### Extrait du document
# # # #

Valls aux Antilles
ITW Manuel Valls, ministre de l’Intérieur
« La jeunesse qui se tue aux Antilles, c’est l’avenir de la France qui se meurt »
Au 16 avril, dix personnes avaient déjà été tuées en Guadeloupe dans des circonstances violentes, soulevant une vive émotion dans la population. Pourquoi ne pas être venu dès cette période ?
Le Premier ministre, le gouvernement sont très attentifs à la situation aux Antilles où il faut briser cette spirale de la violence. Si je suis venu aujourd’hui, c’est pour dire aux Antillais que l’Etat leur doit la protection. Je refuse qu’on ne puisse pas sortir le soir, qu’on hésite à porter une chaîne autour du cou, ou pire que la violence prenne le pas sur l’ordre de la République. La Guadeloupe, la Martinique, Saint-Martin ont besoin de la mobilisation de l’Etat. Chaque membre de ce gouvernement est sur le pont.

# # # #

### Consigne 1
Relevez, dans l'entretien avec Manuel Valls, les territoires qui, selon lui, ont besoin de la mobilisation de l'État.
### Consigne 2
D'après l'entretien avec Manuel Valls, combien de personnes avaient été tuées en Guadeloupe dans des circonstances violentes au 16 avril ?

### Données sources
# # # #

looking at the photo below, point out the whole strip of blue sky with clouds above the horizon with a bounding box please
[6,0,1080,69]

# # # #

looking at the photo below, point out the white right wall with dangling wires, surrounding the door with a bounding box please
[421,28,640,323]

# # # #

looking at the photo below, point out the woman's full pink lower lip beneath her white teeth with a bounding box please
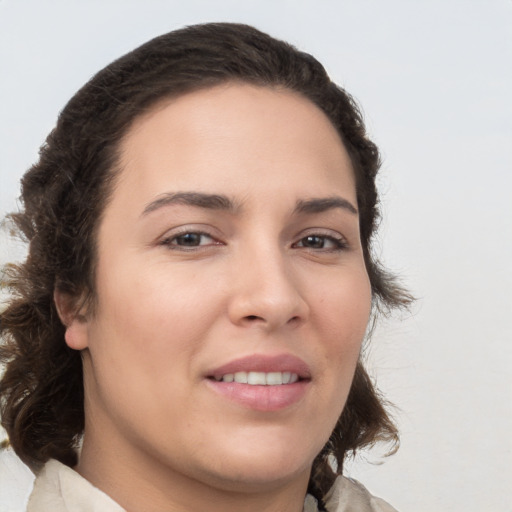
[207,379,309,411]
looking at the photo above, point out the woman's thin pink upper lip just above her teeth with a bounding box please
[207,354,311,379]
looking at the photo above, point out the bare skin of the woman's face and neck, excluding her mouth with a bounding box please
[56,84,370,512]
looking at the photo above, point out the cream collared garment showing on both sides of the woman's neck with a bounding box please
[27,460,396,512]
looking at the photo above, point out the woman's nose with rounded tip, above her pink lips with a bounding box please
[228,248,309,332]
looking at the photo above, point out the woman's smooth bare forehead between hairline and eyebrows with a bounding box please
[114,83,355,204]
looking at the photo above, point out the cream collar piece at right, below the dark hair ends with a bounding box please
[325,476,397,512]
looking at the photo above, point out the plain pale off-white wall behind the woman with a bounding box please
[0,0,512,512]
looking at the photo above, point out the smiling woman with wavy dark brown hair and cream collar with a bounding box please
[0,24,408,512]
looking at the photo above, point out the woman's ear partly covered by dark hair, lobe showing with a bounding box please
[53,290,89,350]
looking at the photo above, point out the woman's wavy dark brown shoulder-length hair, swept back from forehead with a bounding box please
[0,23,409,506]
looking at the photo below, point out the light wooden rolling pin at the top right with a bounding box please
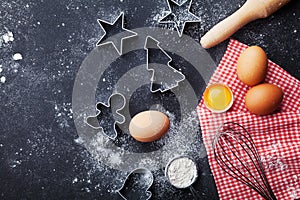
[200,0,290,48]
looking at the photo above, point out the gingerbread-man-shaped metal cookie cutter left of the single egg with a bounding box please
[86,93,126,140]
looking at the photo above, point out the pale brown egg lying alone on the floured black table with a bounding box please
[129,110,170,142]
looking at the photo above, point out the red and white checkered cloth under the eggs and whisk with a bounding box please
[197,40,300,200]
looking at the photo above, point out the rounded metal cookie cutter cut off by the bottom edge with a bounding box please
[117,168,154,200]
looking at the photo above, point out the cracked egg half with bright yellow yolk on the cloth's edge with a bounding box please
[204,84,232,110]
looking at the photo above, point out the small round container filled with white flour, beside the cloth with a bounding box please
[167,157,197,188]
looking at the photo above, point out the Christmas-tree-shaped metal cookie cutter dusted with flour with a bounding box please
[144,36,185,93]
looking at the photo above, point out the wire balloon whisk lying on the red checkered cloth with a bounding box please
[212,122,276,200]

# # # #

### Réponse 1
La Guadeloupe, la Martinique, Saint-Martin

### Réponse 2
Dix personnes.